## The records

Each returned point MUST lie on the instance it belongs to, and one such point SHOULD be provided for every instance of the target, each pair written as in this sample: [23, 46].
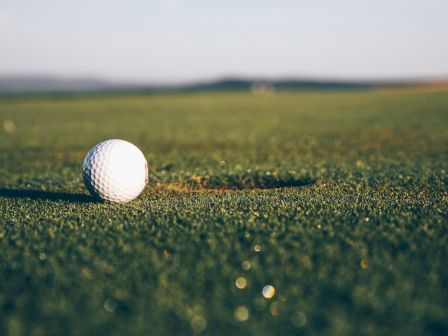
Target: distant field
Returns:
[336, 199]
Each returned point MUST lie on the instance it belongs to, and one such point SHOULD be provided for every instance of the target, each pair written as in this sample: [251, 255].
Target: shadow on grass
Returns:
[46, 195]
[247, 182]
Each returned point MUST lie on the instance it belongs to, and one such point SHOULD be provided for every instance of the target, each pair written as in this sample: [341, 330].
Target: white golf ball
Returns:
[115, 171]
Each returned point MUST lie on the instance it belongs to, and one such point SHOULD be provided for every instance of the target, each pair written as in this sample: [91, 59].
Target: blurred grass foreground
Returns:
[314, 212]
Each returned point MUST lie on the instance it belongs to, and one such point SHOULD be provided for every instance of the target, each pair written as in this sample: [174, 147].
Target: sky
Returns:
[175, 41]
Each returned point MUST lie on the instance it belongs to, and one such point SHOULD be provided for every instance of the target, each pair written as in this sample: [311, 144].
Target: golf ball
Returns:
[115, 171]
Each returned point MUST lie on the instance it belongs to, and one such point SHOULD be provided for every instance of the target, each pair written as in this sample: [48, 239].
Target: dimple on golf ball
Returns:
[115, 171]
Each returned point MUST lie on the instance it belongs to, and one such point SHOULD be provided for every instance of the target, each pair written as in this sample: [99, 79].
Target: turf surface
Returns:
[338, 200]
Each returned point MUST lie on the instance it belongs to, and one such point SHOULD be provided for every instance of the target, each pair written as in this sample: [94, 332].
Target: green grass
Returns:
[337, 199]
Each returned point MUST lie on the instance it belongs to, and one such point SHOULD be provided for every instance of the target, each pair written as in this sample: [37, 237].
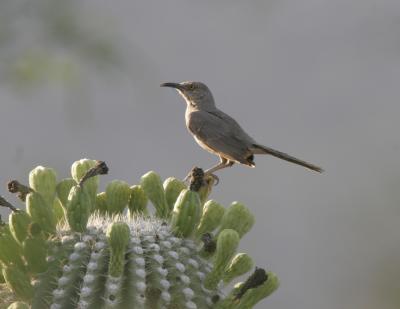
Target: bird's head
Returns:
[196, 94]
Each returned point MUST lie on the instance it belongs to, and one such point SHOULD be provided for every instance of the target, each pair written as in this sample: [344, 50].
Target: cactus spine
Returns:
[109, 251]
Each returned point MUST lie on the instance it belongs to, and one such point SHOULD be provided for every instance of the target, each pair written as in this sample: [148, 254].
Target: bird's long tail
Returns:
[260, 149]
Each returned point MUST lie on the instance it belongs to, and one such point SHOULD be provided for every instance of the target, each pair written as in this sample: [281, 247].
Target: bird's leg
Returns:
[223, 164]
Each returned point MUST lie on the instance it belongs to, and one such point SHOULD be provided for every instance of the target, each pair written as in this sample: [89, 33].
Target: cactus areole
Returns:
[111, 250]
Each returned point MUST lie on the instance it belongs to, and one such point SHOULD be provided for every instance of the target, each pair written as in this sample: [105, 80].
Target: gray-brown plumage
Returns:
[219, 133]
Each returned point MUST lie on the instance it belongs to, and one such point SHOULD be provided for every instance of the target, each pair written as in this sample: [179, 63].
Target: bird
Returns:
[220, 134]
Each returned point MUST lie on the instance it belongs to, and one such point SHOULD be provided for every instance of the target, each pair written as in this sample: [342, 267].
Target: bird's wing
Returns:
[222, 134]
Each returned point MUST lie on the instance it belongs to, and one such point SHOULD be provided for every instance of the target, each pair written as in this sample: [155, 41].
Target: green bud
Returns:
[18, 281]
[18, 223]
[79, 169]
[41, 212]
[34, 249]
[240, 264]
[34, 229]
[78, 208]
[63, 188]
[211, 217]
[152, 186]
[10, 250]
[137, 201]
[172, 187]
[254, 295]
[18, 305]
[118, 236]
[186, 213]
[101, 203]
[44, 180]
[117, 196]
[59, 213]
[227, 242]
[237, 217]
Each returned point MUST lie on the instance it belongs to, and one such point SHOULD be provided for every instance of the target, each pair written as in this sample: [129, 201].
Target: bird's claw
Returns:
[214, 177]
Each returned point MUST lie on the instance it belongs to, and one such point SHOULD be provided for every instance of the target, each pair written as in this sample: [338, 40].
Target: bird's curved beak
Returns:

## What to produce
Check each line above for the word "green" and copy every line that has it.

## Written reply
Target: green grass
Target: green bud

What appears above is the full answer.